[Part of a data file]
=====

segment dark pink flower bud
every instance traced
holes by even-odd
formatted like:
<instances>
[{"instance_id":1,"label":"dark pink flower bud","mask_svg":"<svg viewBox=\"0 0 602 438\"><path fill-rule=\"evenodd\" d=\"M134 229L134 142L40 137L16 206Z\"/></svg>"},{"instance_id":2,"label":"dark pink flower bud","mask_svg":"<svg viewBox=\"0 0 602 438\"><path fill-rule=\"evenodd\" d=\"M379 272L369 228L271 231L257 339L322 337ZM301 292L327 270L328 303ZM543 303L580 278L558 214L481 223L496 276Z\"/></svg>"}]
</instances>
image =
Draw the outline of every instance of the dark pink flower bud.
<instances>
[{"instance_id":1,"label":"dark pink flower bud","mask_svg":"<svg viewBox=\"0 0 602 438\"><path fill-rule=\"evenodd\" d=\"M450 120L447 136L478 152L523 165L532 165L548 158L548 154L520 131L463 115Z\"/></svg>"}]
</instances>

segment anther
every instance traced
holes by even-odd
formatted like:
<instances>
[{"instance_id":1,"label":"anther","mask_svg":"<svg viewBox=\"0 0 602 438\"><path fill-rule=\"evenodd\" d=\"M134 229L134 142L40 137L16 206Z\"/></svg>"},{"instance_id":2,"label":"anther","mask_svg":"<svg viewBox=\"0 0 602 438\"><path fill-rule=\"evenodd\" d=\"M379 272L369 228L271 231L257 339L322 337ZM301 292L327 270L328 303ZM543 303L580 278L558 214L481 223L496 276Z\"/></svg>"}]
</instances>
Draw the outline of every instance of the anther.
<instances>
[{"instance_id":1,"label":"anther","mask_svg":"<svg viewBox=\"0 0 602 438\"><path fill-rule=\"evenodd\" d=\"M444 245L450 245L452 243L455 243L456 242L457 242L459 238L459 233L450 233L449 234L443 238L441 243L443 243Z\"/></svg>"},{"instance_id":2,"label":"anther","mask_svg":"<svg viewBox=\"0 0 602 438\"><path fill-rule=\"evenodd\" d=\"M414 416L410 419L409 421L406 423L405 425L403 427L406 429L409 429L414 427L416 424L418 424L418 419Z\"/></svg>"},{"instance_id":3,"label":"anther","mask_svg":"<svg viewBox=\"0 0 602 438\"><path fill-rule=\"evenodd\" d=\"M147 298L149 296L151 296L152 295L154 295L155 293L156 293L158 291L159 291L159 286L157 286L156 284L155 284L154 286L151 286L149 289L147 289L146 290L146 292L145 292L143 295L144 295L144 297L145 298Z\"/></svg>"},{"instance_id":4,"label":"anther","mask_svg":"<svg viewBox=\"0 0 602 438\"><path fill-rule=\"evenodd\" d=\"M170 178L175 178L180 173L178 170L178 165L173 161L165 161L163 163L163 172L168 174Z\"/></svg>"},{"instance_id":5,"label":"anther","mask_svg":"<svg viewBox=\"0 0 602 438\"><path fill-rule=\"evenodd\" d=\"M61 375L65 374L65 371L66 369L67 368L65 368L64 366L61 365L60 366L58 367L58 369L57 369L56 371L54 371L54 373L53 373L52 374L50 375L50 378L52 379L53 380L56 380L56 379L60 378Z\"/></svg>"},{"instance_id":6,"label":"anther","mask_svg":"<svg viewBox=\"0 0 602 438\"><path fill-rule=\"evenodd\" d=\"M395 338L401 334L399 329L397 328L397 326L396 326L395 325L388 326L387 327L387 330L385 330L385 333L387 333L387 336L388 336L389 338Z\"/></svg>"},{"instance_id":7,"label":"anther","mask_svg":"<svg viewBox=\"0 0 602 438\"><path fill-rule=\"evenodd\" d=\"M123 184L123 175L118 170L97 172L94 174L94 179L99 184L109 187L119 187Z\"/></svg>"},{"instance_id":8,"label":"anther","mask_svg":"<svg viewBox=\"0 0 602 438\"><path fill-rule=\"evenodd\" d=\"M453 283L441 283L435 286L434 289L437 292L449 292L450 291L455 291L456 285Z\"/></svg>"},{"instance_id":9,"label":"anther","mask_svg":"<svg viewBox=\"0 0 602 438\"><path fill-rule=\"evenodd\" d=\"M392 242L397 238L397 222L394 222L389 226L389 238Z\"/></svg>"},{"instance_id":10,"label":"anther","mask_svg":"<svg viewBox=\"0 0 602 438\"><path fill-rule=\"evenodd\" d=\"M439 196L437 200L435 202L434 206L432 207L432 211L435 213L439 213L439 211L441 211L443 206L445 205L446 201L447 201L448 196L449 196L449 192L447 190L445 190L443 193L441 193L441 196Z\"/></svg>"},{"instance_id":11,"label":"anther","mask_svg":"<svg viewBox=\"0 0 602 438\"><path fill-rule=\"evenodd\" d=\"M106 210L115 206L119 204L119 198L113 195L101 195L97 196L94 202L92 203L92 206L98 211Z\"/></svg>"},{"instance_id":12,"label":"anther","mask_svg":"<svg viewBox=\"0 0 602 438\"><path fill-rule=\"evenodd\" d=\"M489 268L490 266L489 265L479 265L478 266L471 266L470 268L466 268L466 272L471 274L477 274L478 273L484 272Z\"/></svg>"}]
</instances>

=====

### Given instruction
Please give every line of the listing above as a Markdown table with the columns Number and Line, leaving out blank lines.

### The reply
| Number | Line |
|---|---|
| 1 | segment dark pink flower bud |
| 2 | every instance traced |
| 3 | holes by even-odd |
| 4 | formatted like: |
| 5 | <instances> |
| 6 | [{"instance_id":1,"label":"dark pink flower bud","mask_svg":"<svg viewBox=\"0 0 602 438\"><path fill-rule=\"evenodd\" d=\"M134 229L134 142L40 137L16 206Z\"/></svg>"},{"instance_id":2,"label":"dark pink flower bud","mask_svg":"<svg viewBox=\"0 0 602 438\"><path fill-rule=\"evenodd\" d=\"M379 272L369 228L271 231L257 339L322 337ZM301 292L327 270L328 303ZM543 303L580 278L558 214L481 223L496 276Z\"/></svg>"}] |
| 7 | </instances> |
| 8 | image = |
| 9 | Draw the outline of every instance of the dark pink flower bud. |
| 10 | <instances> |
| 11 | [{"instance_id":1,"label":"dark pink flower bud","mask_svg":"<svg viewBox=\"0 0 602 438\"><path fill-rule=\"evenodd\" d=\"M450 120L447 136L478 152L523 165L532 165L548 158L548 154L520 131L463 115Z\"/></svg>"}] |
| 12 | </instances> |
| 13 | segment anther |
| 14 | every instance traced |
| 15 | holes by even-odd |
| 16 | formatted like: |
| 17 | <instances> |
| 18 | [{"instance_id":1,"label":"anther","mask_svg":"<svg viewBox=\"0 0 602 438\"><path fill-rule=\"evenodd\" d=\"M134 229L134 142L40 137L16 206Z\"/></svg>"},{"instance_id":2,"label":"anther","mask_svg":"<svg viewBox=\"0 0 602 438\"><path fill-rule=\"evenodd\" d=\"M379 272L369 228L271 231L257 339L322 337ZM301 292L327 270L328 303ZM543 303L580 278L558 214L481 223L496 276Z\"/></svg>"}] |
| 19 | </instances> |
| 20 | Draw the outline of every instance of the anther. |
| 21 | <instances> |
| 22 | [{"instance_id":1,"label":"anther","mask_svg":"<svg viewBox=\"0 0 602 438\"><path fill-rule=\"evenodd\" d=\"M444 245L450 245L452 243L455 243L456 242L457 242L459 238L459 233L450 233L449 234L443 238L441 243L443 243Z\"/></svg>"},{"instance_id":2,"label":"anther","mask_svg":"<svg viewBox=\"0 0 602 438\"><path fill-rule=\"evenodd\" d=\"M414 416L410 419L409 421L406 423L405 425L403 427L406 429L409 429L414 427L416 424L418 424L418 419Z\"/></svg>"},{"instance_id":3,"label":"anther","mask_svg":"<svg viewBox=\"0 0 602 438\"><path fill-rule=\"evenodd\" d=\"M147 298L149 296L151 296L152 295L154 295L155 293L156 293L158 291L159 291L159 286L157 286L156 284L155 284L154 286L151 286L149 289L147 289L146 290L146 292L145 292L143 295L144 295L144 297L145 298Z\"/></svg>"},{"instance_id":4,"label":"anther","mask_svg":"<svg viewBox=\"0 0 602 438\"><path fill-rule=\"evenodd\" d=\"M170 178L175 178L180 173L178 170L178 165L173 161L165 161L163 163L163 172L168 174Z\"/></svg>"},{"instance_id":5,"label":"anther","mask_svg":"<svg viewBox=\"0 0 602 438\"><path fill-rule=\"evenodd\" d=\"M61 375L65 374L65 371L66 369L67 368L65 368L64 366L61 365L60 366L58 367L58 369L57 369L56 371L54 371L54 373L53 373L52 374L50 375L50 378L52 379L53 380L56 380L56 379L60 378Z\"/></svg>"},{"instance_id":6,"label":"anther","mask_svg":"<svg viewBox=\"0 0 602 438\"><path fill-rule=\"evenodd\" d=\"M395 338L401 334L399 329L397 328L397 326L396 326L395 325L388 326L387 327L387 330L385 330L385 333L387 333L387 336L388 336L389 338Z\"/></svg>"},{"instance_id":7,"label":"anther","mask_svg":"<svg viewBox=\"0 0 602 438\"><path fill-rule=\"evenodd\" d=\"M123 184L123 175L118 170L97 172L94 174L94 179L99 184L109 187L119 187Z\"/></svg>"},{"instance_id":8,"label":"anther","mask_svg":"<svg viewBox=\"0 0 602 438\"><path fill-rule=\"evenodd\" d=\"M453 283L441 283L435 286L434 289L437 292L449 292L450 291L455 291L456 285Z\"/></svg>"},{"instance_id":9,"label":"anther","mask_svg":"<svg viewBox=\"0 0 602 438\"><path fill-rule=\"evenodd\" d=\"M392 242L397 238L397 222L394 222L389 226L389 238Z\"/></svg>"},{"instance_id":10,"label":"anther","mask_svg":"<svg viewBox=\"0 0 602 438\"><path fill-rule=\"evenodd\" d=\"M439 196L437 200L435 202L434 206L432 207L432 211L435 213L439 213L439 211L441 211L443 206L445 205L446 201L447 201L448 196L449 196L449 192L447 190L445 190L443 193L441 193L441 196Z\"/></svg>"},{"instance_id":11,"label":"anther","mask_svg":"<svg viewBox=\"0 0 602 438\"><path fill-rule=\"evenodd\" d=\"M106 210L115 206L119 204L119 198L113 195L101 195L97 196L94 202L92 203L92 206L98 211Z\"/></svg>"},{"instance_id":12,"label":"anther","mask_svg":"<svg viewBox=\"0 0 602 438\"><path fill-rule=\"evenodd\" d=\"M489 268L490 266L489 265L479 265L478 266L471 266L470 268L466 268L466 272L471 274L477 274L478 273L484 272Z\"/></svg>"}] |
| 23 | </instances> |